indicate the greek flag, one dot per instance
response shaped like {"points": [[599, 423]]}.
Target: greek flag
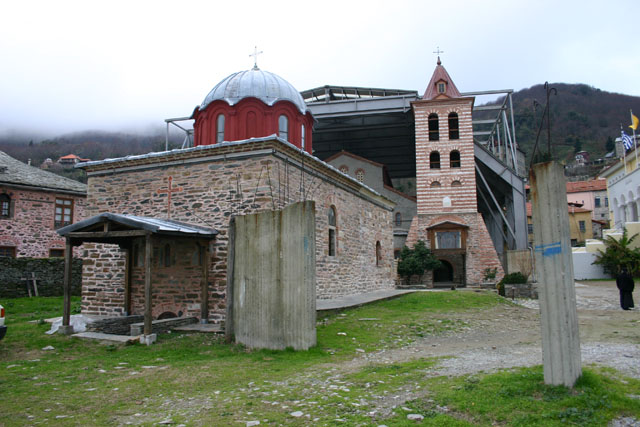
{"points": [[627, 141]]}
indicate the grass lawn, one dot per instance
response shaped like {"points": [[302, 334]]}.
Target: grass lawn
{"points": [[197, 379]]}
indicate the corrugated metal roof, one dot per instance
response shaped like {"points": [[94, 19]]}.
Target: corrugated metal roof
{"points": [[154, 225], [14, 172], [255, 83]]}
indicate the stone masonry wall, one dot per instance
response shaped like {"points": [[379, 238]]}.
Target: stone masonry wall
{"points": [[480, 252], [212, 191], [30, 229]]}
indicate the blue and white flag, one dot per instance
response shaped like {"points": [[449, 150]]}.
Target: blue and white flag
{"points": [[627, 141]]}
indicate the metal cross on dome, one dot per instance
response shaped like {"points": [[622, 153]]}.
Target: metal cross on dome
{"points": [[255, 57], [438, 51]]}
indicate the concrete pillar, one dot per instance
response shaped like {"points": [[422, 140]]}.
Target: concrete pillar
{"points": [[554, 263]]}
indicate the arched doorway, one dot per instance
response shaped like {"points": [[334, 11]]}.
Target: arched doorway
{"points": [[444, 274]]}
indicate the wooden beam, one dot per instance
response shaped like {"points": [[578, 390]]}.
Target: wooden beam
{"points": [[204, 303], [68, 258], [128, 264], [107, 234], [147, 285]]}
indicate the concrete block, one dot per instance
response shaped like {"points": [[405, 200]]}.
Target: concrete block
{"points": [[148, 339], [554, 262], [65, 329]]}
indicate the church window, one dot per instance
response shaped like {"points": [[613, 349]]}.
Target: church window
{"points": [[7, 251], [454, 159], [56, 253], [434, 160], [454, 130], [448, 240], [220, 128], [63, 212], [434, 127], [283, 127], [331, 219], [167, 255], [5, 206]]}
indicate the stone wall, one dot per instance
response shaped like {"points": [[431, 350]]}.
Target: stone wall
{"points": [[30, 229], [49, 273], [214, 188], [480, 252]]}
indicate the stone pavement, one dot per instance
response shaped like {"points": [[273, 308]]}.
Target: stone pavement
{"points": [[357, 300]]}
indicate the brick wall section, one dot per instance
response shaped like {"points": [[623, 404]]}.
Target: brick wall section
{"points": [[215, 189], [480, 252], [31, 227], [463, 197]]}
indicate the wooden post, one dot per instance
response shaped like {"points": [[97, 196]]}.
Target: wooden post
{"points": [[147, 284], [204, 303], [66, 327], [128, 264]]}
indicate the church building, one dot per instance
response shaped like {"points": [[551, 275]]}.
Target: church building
{"points": [[447, 206], [252, 152]]}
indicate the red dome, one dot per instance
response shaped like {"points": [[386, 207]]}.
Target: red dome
{"points": [[245, 105]]}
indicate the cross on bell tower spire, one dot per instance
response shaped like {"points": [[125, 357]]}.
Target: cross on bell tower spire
{"points": [[438, 51], [255, 57]]}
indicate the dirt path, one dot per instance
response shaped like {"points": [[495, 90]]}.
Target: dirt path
{"points": [[508, 336]]}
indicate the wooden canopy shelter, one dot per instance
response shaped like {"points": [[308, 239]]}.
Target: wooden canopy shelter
{"points": [[121, 230]]}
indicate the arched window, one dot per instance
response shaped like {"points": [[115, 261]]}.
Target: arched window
{"points": [[434, 132], [5, 206], [331, 220], [167, 255], [220, 128], [454, 132], [283, 127], [434, 160], [454, 159]]}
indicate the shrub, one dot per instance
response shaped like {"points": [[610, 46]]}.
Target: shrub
{"points": [[417, 260]]}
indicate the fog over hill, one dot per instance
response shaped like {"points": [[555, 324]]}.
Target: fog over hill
{"points": [[582, 118]]}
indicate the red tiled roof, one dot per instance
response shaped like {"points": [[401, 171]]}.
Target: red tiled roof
{"points": [[570, 209], [583, 186], [441, 74]]}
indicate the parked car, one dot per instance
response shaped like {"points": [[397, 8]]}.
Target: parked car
{"points": [[3, 329]]}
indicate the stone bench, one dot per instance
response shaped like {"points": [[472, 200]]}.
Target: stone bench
{"points": [[162, 326]]}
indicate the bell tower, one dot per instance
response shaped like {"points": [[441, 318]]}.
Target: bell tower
{"points": [[445, 161], [447, 216]]}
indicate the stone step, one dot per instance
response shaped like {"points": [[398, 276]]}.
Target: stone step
{"points": [[121, 339]]}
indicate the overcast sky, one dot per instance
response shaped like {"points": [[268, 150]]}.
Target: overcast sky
{"points": [[127, 65]]}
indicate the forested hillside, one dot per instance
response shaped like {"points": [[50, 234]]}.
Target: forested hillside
{"points": [[582, 118]]}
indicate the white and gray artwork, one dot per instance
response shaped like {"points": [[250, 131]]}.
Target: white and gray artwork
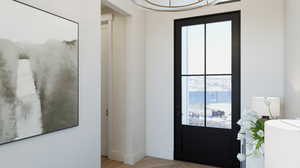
{"points": [[38, 72]]}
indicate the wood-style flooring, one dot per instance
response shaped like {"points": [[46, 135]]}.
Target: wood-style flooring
{"points": [[150, 162]]}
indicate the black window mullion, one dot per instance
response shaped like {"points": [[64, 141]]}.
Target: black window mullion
{"points": [[205, 75]]}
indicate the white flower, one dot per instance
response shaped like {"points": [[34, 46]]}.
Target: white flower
{"points": [[241, 157]]}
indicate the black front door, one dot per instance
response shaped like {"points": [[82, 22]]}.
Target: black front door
{"points": [[207, 89]]}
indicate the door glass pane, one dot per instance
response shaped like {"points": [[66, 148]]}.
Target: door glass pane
{"points": [[218, 43], [193, 49], [193, 101], [218, 100]]}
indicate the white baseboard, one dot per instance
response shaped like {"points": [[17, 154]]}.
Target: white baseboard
{"points": [[131, 159]]}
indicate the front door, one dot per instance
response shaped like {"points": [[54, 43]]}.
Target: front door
{"points": [[207, 89]]}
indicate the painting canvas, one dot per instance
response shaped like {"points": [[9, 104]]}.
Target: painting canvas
{"points": [[38, 72]]}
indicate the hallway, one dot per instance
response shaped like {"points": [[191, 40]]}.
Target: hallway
{"points": [[150, 162]]}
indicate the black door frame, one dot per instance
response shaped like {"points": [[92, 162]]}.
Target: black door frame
{"points": [[236, 76]]}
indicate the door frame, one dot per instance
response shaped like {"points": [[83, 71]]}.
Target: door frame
{"points": [[107, 19], [236, 69]]}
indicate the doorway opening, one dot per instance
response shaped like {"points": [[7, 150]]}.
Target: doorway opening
{"points": [[113, 39]]}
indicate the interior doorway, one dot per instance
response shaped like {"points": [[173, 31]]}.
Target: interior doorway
{"points": [[113, 84], [106, 82]]}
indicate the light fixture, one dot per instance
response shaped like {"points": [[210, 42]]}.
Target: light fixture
{"points": [[266, 106], [174, 5]]}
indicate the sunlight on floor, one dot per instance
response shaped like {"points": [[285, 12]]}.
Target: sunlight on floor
{"points": [[150, 162]]}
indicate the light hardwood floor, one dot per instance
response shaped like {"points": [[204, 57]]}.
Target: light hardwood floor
{"points": [[150, 162]]}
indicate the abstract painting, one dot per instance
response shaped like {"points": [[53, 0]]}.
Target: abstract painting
{"points": [[38, 72]]}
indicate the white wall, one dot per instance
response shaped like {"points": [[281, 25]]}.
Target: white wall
{"points": [[292, 49], [77, 147], [262, 64], [135, 79]]}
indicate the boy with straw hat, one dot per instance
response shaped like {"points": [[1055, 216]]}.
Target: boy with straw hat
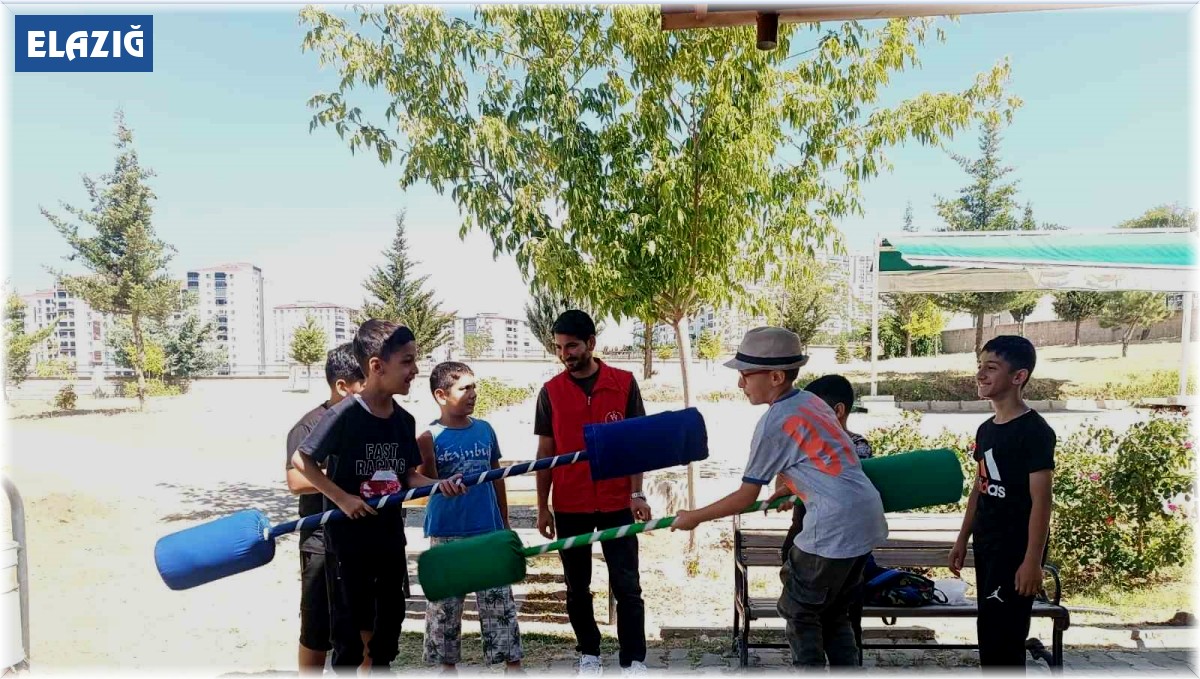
{"points": [[801, 439]]}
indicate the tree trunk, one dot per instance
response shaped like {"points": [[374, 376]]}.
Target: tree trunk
{"points": [[139, 359], [978, 332], [647, 350], [683, 342]]}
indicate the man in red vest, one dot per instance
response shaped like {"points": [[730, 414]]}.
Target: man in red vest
{"points": [[591, 391]]}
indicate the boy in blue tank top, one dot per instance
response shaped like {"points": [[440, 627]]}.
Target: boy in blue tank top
{"points": [[457, 443]]}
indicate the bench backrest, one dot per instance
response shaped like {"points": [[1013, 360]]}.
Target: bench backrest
{"points": [[762, 547]]}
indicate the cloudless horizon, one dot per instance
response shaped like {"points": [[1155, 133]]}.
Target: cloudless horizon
{"points": [[223, 122]]}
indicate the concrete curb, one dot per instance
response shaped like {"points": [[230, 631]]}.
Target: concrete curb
{"points": [[1071, 404]]}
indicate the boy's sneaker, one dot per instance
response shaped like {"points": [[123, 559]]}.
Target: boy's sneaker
{"points": [[591, 665], [634, 668]]}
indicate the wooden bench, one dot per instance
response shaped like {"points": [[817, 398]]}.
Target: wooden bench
{"points": [[915, 546]]}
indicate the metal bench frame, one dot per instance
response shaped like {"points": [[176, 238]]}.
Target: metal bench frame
{"points": [[763, 551]]}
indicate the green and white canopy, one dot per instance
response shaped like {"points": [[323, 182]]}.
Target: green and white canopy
{"points": [[1126, 259], [990, 262]]}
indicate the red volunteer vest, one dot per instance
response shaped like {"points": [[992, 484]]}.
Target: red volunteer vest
{"points": [[570, 409]]}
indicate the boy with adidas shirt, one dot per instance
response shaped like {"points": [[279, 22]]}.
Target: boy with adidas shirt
{"points": [[801, 439], [1008, 511]]}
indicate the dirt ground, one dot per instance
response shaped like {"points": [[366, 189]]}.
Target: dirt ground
{"points": [[103, 484]]}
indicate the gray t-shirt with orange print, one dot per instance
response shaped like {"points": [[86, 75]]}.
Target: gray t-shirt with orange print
{"points": [[801, 438]]}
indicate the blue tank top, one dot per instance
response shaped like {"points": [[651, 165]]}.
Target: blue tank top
{"points": [[468, 450]]}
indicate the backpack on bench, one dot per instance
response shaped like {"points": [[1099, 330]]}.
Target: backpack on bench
{"points": [[894, 587]]}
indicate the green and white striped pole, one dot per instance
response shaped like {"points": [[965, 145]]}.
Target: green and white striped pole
{"points": [[635, 528]]}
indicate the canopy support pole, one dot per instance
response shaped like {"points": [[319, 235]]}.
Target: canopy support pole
{"points": [[1186, 343], [875, 318]]}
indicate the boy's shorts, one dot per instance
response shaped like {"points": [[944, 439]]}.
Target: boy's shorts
{"points": [[367, 595], [315, 586]]}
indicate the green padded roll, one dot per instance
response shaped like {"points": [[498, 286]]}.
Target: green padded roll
{"points": [[917, 479], [473, 564]]}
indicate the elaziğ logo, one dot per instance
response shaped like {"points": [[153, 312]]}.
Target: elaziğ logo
{"points": [[77, 43]]}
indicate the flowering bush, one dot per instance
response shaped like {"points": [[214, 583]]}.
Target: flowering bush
{"points": [[1122, 503]]}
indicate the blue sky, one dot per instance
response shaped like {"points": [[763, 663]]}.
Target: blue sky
{"points": [[222, 120]]}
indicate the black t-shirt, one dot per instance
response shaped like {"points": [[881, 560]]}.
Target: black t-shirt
{"points": [[366, 456], [311, 539], [1007, 455], [543, 424]]}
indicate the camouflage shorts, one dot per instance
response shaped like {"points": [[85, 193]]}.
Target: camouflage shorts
{"points": [[497, 619]]}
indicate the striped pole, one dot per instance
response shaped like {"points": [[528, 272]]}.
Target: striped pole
{"points": [[322, 518], [635, 528]]}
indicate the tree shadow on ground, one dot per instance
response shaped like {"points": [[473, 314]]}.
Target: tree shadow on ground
{"points": [[53, 414], [214, 503]]}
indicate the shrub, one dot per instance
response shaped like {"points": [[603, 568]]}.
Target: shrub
{"points": [[155, 388], [843, 354], [495, 395], [1122, 502], [65, 400], [1133, 386], [661, 394]]}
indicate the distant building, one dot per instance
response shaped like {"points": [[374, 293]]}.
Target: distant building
{"points": [[334, 319], [231, 295]]}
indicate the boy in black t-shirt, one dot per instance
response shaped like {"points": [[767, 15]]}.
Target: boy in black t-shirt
{"points": [[345, 378], [1008, 512], [369, 445]]}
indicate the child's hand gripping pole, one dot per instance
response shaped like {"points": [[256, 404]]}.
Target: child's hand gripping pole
{"points": [[498, 559]]}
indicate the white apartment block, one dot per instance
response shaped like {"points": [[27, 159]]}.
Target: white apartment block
{"points": [[231, 295], [730, 324], [511, 337], [79, 335], [856, 278], [334, 319]]}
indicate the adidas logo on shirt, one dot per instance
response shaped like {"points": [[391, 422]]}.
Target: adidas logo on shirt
{"points": [[989, 475]]}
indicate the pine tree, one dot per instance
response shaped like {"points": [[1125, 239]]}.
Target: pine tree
{"points": [[126, 260], [400, 296]]}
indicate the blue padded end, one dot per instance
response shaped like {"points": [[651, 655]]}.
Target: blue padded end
{"points": [[214, 550], [645, 444]]}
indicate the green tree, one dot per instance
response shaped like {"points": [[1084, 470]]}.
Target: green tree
{"points": [[1023, 311], [399, 295], [1131, 311], [475, 344], [544, 308], [1173, 216], [309, 346], [807, 300], [1078, 306], [126, 260], [987, 204], [19, 346], [708, 347], [1027, 222], [917, 317], [643, 342], [191, 349], [659, 172], [664, 352]]}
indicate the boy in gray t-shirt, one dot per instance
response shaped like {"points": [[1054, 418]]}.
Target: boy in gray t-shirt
{"points": [[801, 439]]}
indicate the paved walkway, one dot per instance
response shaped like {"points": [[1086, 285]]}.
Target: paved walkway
{"points": [[1078, 662]]}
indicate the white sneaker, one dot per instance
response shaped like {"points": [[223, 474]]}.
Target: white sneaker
{"points": [[635, 667], [591, 665]]}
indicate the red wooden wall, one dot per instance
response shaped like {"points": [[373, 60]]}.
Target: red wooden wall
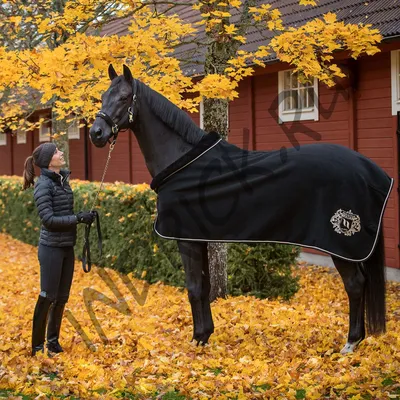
{"points": [[360, 119]]}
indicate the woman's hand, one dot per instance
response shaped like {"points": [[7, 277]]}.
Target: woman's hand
{"points": [[85, 217]]}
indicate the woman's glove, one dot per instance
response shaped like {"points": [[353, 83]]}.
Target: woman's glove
{"points": [[85, 217]]}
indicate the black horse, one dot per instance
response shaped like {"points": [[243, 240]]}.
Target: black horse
{"points": [[321, 196]]}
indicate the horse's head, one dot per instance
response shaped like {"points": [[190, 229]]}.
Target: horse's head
{"points": [[118, 108]]}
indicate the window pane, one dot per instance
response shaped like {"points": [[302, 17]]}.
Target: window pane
{"points": [[294, 81], [310, 96], [291, 100], [303, 98], [287, 105], [286, 80], [295, 99]]}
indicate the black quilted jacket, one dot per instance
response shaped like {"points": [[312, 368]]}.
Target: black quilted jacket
{"points": [[55, 204]]}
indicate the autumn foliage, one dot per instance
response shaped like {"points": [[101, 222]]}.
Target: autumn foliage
{"points": [[130, 245], [53, 56]]}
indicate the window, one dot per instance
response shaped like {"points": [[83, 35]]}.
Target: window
{"points": [[73, 130], [21, 136], [395, 81], [298, 101], [3, 139], [44, 132]]}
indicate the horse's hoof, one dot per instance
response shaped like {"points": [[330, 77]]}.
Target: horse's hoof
{"points": [[350, 347]]}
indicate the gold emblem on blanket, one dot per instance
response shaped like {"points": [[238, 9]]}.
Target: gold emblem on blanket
{"points": [[346, 223]]}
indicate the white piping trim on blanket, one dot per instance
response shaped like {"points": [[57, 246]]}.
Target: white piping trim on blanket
{"points": [[204, 152], [291, 243]]}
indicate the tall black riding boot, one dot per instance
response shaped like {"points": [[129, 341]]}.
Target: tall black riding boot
{"points": [[53, 327], [40, 316]]}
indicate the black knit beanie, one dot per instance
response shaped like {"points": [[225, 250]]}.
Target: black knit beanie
{"points": [[44, 155]]}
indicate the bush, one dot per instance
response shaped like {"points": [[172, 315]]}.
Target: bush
{"points": [[127, 214], [262, 270]]}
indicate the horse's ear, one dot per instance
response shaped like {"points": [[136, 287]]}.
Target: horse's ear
{"points": [[128, 74], [111, 72]]}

☆ ☆ ☆

Problem description
Instructions for the copy: start at the first entry, stop after the line containing "indicate the corrugated", keep every line exact, and drop the pictures.

Solution to this task
indicate the greek flag, one dot per instance
response shaped like {"points": [[599, 423]]}.
Target: greek flag
{"points": [[627, 141]]}
indicate the grass lawn, one dot per instance
response shaped like {"points": [[302, 334]]}.
Target: grass lawn
{"points": [[197, 379]]}
indicate the corrugated metal roof, one dot per instance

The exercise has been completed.